**Selected text:**
Thursday, May 30, 2013

Phyl's 5 Phaves from April

April feels as if it was many months ago rather than just one. Life has been busy and sometimes I have a hard time making myself write. But I do want to say something about the books I really liked each month.

So, the April phave list includes two non-romance books. I should read outside the genre more often. The variety is nice.

5. Touch and Go by Lisa Gardner. This mystery/suspense novel is the first book by Gardner I've ever read. It is clearly connected to a previous book, and while I was somewhat intrigued by the back story, I doubt I'll go back and read that one. However, I think I probably will read Gardner going forward. In this one her characters were well-developed, and I liked the way she wrote from several POVs. Interestingly, one particular character was written from the 1st person POV. What an unusual way to tell a story. Normally I'm not overly fond of mysteries, but this one sounded too interesting to skip. An entire family goes missing and there's not a single trace of evidence to help detectives figure out who took them and why. The bulk of the story takes place in Boston, but it also shifts to rural New Hampshire. I loved the way the differences in policing were described between the two places. There are lots of lies and betrayal, and of course, money is at the root of it all. I had fun with this book and it made for a nice change of pace. And hey, there were even little seeds of a romance planted. Nice.

4. Turning Up the Heat by Laura Florand. This is a lovely novella about a couple, married for 10 years, who have gotten so caught up in the busy-ness of their lives that they've lost touch with one another. The story begins when Léa, needing to take a break, runs away to Tahiti. A frantic Daniel soon follows and slowly, but surely, they begin to really communicate with one another. For a few years now they've been living on assumptions that have long since ceased to be relevant. They married young and their early years were spent saving her father's restaurant, raising Léa's younger siblings, and turning Daniel into one of the most well-known and popular chefs in the world. With those goals accomplished Léa is at loose ends. Meanwhile Daniel has thrown himself into a life he no longer really wants. I enjoy books that take us past the very beginning of a relationship and let us see what happens down the line. Habits need to be adjusted, conversations held, and new plans need to be made. There was no magic formula, just a need for long conversations, patience, and lots of love. I thought this story was nicely done.

3. Crazy Thing Called Love by Molly O'Keefe. This is the third book in O'Keefe's trilogy surrounding a couple of hockey players in Dallas. There's a brief prequel novella to this called "Naughty & Nice" which tells the story of Maddy and Billy eloping as teenagers. I wonder if I would have liked this as much if I hadn't read the prequel because it does a good job of describing how young Maddy & Billy were when they first got married. It also gives a rather vivid description of how bad Billy's home life was and what an oasis Maddy was to Billy. But their marriage does not survive Billy's success as a hockey star. Now on the downside of his career, he finds himself playing for a losing team in Dallas where, coincidentally, Maddy has remade herself into Madeline, host of a very popular morning TV show. Madeline has become closed off emotionally and career-driven. She's not particularly likeable. Billy is the team bad-boy, the one who starts the fights on the ice. He has a hard time controlling his temper. When her producers want Billy to come on the show for a makeover, Madeline is resistant because no one knows she and Billy used to be married. Billy recognizes this is a chance to get his Maddy back and he's willing to do whatever it takes to prove to her he's changed. Things become a little more complicated when Billy finds himself taking custody of his late sister's two children. I enjoyed this more than I thought I would, to be honest, because I thought Madeline's aloofness was a little overdone. But O'Keefe tells a good story and I found Billy's character to be believable. He had a lot of anger he needed to learn to deal with and I liked his willingness to learn to make the necessary changes.

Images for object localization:
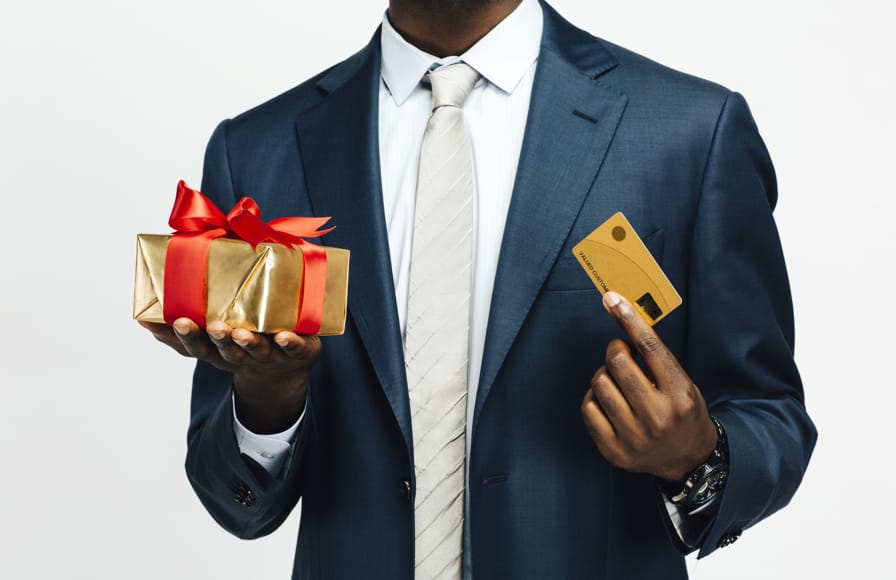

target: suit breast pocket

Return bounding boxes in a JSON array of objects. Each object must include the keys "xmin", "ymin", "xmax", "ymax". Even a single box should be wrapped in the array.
[{"xmin": 542, "ymin": 228, "xmax": 663, "ymax": 292}]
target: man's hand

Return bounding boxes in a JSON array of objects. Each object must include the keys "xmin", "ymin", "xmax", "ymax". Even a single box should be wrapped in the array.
[
  {"xmin": 140, "ymin": 318, "xmax": 320, "ymax": 434},
  {"xmin": 582, "ymin": 292, "xmax": 718, "ymax": 482}
]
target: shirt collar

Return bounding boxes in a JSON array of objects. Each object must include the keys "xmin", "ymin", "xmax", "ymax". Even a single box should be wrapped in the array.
[{"xmin": 380, "ymin": 0, "xmax": 544, "ymax": 106}]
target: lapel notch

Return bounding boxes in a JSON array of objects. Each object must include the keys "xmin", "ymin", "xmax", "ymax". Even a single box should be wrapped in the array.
[
  {"xmin": 296, "ymin": 38, "xmax": 412, "ymax": 460},
  {"xmin": 473, "ymin": 5, "xmax": 628, "ymax": 430}
]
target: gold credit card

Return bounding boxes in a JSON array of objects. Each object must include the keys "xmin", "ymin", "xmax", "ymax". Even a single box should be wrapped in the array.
[{"xmin": 572, "ymin": 212, "xmax": 681, "ymax": 325}]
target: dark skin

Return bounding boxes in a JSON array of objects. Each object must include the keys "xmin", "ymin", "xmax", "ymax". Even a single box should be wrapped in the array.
[{"xmin": 141, "ymin": 0, "xmax": 716, "ymax": 481}]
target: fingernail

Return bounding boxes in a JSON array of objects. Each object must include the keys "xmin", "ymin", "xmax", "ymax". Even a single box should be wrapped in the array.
[
  {"xmin": 604, "ymin": 292, "xmax": 622, "ymax": 308},
  {"xmin": 208, "ymin": 328, "xmax": 225, "ymax": 340}
]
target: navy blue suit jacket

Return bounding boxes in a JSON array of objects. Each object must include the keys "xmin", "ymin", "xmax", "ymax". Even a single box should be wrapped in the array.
[{"xmin": 186, "ymin": 5, "xmax": 815, "ymax": 580}]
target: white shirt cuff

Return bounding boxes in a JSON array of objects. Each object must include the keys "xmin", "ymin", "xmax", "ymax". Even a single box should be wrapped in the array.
[{"xmin": 232, "ymin": 399, "xmax": 305, "ymax": 477}]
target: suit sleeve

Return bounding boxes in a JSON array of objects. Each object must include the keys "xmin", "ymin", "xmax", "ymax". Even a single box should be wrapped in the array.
[
  {"xmin": 180, "ymin": 121, "xmax": 313, "ymax": 539},
  {"xmin": 685, "ymin": 93, "xmax": 817, "ymax": 557}
]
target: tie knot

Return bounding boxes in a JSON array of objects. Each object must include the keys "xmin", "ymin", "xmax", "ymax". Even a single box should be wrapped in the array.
[{"xmin": 426, "ymin": 62, "xmax": 479, "ymax": 111}]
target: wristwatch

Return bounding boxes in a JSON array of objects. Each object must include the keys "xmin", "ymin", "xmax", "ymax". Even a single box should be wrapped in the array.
[{"xmin": 661, "ymin": 417, "xmax": 728, "ymax": 514}]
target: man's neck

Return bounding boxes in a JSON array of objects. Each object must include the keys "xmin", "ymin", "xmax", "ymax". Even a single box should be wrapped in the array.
[{"xmin": 389, "ymin": 0, "xmax": 522, "ymax": 58}]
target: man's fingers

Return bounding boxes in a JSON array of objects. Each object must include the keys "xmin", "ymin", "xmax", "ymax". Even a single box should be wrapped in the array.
[
  {"xmin": 137, "ymin": 320, "xmax": 190, "ymax": 356},
  {"xmin": 230, "ymin": 328, "xmax": 276, "ymax": 363},
  {"xmin": 274, "ymin": 332, "xmax": 320, "ymax": 360},
  {"xmin": 606, "ymin": 339, "xmax": 657, "ymax": 416},
  {"xmin": 603, "ymin": 292, "xmax": 684, "ymax": 384},
  {"xmin": 582, "ymin": 389, "xmax": 616, "ymax": 445},
  {"xmin": 591, "ymin": 366, "xmax": 637, "ymax": 439},
  {"xmin": 206, "ymin": 320, "xmax": 251, "ymax": 364}
]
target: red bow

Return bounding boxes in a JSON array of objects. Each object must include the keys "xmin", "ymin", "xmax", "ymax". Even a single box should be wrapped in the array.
[{"xmin": 163, "ymin": 180, "xmax": 333, "ymax": 334}]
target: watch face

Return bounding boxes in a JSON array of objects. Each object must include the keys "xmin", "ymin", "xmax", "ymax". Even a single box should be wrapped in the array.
[{"xmin": 690, "ymin": 464, "xmax": 728, "ymax": 507}]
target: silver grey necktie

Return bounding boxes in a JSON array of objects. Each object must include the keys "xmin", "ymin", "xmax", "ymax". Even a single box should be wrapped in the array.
[{"xmin": 405, "ymin": 63, "xmax": 479, "ymax": 580}]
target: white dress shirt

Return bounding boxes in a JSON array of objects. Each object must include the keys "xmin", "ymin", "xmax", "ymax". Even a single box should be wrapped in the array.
[
  {"xmin": 233, "ymin": 0, "xmax": 543, "ymax": 474},
  {"xmin": 233, "ymin": 0, "xmax": 689, "ymax": 560}
]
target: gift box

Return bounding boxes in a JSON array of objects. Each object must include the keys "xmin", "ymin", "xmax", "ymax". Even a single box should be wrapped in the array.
[{"xmin": 134, "ymin": 182, "xmax": 349, "ymax": 336}]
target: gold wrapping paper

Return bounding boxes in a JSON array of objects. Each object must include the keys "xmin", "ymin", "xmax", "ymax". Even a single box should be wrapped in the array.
[{"xmin": 134, "ymin": 234, "xmax": 349, "ymax": 336}]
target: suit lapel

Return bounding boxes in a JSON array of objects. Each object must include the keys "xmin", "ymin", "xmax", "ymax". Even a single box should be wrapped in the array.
[
  {"xmin": 296, "ymin": 36, "xmax": 411, "ymax": 450},
  {"xmin": 473, "ymin": 5, "xmax": 627, "ymax": 427}
]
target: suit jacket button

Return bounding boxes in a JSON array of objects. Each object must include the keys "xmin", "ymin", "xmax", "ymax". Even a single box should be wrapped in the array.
[
  {"xmin": 719, "ymin": 530, "xmax": 743, "ymax": 548},
  {"xmin": 233, "ymin": 483, "xmax": 256, "ymax": 507},
  {"xmin": 398, "ymin": 479, "xmax": 411, "ymax": 502}
]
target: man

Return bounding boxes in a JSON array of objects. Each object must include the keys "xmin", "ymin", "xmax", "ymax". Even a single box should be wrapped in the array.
[{"xmin": 147, "ymin": 0, "xmax": 815, "ymax": 580}]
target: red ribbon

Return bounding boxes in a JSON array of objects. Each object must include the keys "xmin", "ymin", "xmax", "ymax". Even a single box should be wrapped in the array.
[{"xmin": 163, "ymin": 180, "xmax": 333, "ymax": 334}]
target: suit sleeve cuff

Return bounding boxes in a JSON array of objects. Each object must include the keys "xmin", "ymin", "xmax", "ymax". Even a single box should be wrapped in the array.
[
  {"xmin": 659, "ymin": 492, "xmax": 718, "ymax": 554},
  {"xmin": 231, "ymin": 394, "xmax": 305, "ymax": 477}
]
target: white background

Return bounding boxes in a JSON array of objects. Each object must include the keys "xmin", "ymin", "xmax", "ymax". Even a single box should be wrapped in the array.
[{"xmin": 0, "ymin": 0, "xmax": 896, "ymax": 580}]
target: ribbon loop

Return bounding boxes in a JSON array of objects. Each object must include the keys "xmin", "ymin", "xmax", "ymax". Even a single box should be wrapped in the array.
[{"xmin": 163, "ymin": 180, "xmax": 333, "ymax": 334}]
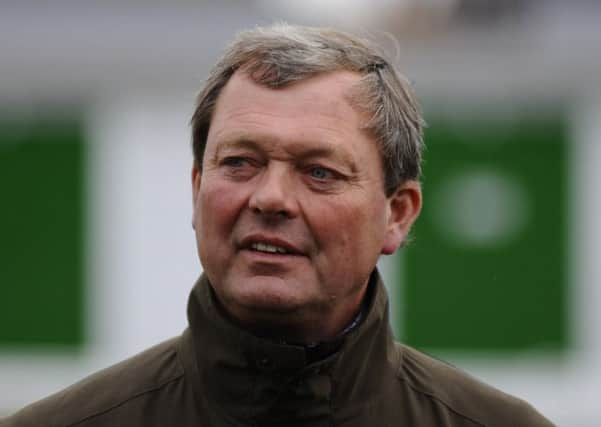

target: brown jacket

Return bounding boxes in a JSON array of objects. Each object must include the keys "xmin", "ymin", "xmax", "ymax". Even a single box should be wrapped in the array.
[{"xmin": 0, "ymin": 273, "xmax": 552, "ymax": 427}]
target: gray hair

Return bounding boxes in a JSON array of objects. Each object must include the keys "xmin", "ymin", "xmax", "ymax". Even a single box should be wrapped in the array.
[{"xmin": 191, "ymin": 23, "xmax": 424, "ymax": 196}]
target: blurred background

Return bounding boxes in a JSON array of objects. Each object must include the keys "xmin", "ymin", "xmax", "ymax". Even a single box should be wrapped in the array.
[{"xmin": 0, "ymin": 0, "xmax": 601, "ymax": 426}]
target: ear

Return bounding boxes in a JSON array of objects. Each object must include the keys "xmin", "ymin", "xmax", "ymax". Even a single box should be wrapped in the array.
[
  {"xmin": 381, "ymin": 181, "xmax": 422, "ymax": 255},
  {"xmin": 192, "ymin": 162, "xmax": 202, "ymax": 228}
]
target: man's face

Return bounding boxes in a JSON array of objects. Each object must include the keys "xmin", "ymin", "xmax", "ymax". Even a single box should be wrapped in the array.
[{"xmin": 192, "ymin": 71, "xmax": 421, "ymax": 341}]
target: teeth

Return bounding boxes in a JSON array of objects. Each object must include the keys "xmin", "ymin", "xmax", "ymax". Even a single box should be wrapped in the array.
[{"xmin": 251, "ymin": 243, "xmax": 288, "ymax": 254}]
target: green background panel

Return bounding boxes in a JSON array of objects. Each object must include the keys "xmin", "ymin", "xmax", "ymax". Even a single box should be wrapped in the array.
[
  {"xmin": 400, "ymin": 115, "xmax": 568, "ymax": 351},
  {"xmin": 0, "ymin": 119, "xmax": 85, "ymax": 348}
]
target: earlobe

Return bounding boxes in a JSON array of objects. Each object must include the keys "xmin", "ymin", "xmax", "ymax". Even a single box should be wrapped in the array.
[
  {"xmin": 191, "ymin": 162, "xmax": 201, "ymax": 205},
  {"xmin": 381, "ymin": 181, "xmax": 422, "ymax": 255},
  {"xmin": 191, "ymin": 162, "xmax": 202, "ymax": 229}
]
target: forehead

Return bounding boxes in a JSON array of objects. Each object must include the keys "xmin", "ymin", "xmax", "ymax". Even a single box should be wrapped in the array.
[{"xmin": 209, "ymin": 71, "xmax": 367, "ymax": 149}]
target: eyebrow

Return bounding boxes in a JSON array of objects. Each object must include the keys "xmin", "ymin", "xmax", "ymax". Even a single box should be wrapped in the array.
[{"xmin": 213, "ymin": 134, "xmax": 357, "ymax": 172}]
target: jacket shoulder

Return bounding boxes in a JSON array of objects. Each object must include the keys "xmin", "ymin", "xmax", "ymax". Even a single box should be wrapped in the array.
[
  {"xmin": 0, "ymin": 337, "xmax": 184, "ymax": 427},
  {"xmin": 397, "ymin": 343, "xmax": 553, "ymax": 427}
]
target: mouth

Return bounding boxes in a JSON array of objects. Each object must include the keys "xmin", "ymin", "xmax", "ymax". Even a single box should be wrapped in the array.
[
  {"xmin": 250, "ymin": 242, "xmax": 289, "ymax": 254},
  {"xmin": 240, "ymin": 235, "xmax": 303, "ymax": 255}
]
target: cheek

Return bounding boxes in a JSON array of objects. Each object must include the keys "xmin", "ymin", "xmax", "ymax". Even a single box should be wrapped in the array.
[{"xmin": 195, "ymin": 182, "xmax": 242, "ymax": 245}]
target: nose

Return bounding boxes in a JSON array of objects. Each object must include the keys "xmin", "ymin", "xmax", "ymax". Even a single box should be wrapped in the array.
[{"xmin": 248, "ymin": 164, "xmax": 298, "ymax": 218}]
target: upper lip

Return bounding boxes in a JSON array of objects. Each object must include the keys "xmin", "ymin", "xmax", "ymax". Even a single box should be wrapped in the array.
[{"xmin": 240, "ymin": 234, "xmax": 302, "ymax": 255}]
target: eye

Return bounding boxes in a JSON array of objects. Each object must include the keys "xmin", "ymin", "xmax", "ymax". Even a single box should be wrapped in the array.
[
  {"xmin": 223, "ymin": 157, "xmax": 246, "ymax": 168},
  {"xmin": 309, "ymin": 166, "xmax": 334, "ymax": 181}
]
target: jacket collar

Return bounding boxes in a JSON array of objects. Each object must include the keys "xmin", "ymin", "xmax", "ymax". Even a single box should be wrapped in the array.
[{"xmin": 188, "ymin": 271, "xmax": 393, "ymax": 426}]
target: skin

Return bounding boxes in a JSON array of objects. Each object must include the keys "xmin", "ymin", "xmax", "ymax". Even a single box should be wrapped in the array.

**Directions:**
Write the next part of the April book list post, starting with the next entry after the one on Crazy Thing Called Love. The items are not needed for the task.

**Result for this exercise:**
2. The Wedding Journey by Carla Kelly. This was a re-read prompted by the fact that this book was recently re-published as an ebook. I could have sworn I owned it in paper, but I couldn't find it, so I must have borrowed it from the library when it was first published. I loved this book then, and loved it again now. Jesse is a surgeon with the British Army during the Peninsular war. Nell is the daughter of a debt-ridden soldier and when her father dies, Jesse marries her rather than see her fall into the hands of a brute who owned many of the father's debts. Jesse had been in love with Nell for years, but is so shy she is unaware. The army has to march to Portugal for the winter and the nasty man who wanted Nell and is also in charge of ordering the march "accidentally" leaves the hospital group behind. The journey is the story of this small group of wounded men, their doctors, and Nell, trying to get to Portugal ahead of the French. Told in Kelly's inimitable style, Nell slowly falls in love with Jesse as they struggle to get to safety. Kelly doesn't gloss over the horrors and atrocities of war, but she doesn't dwell on them either. Life is never easy, but the worst is far more bearable with the one you love.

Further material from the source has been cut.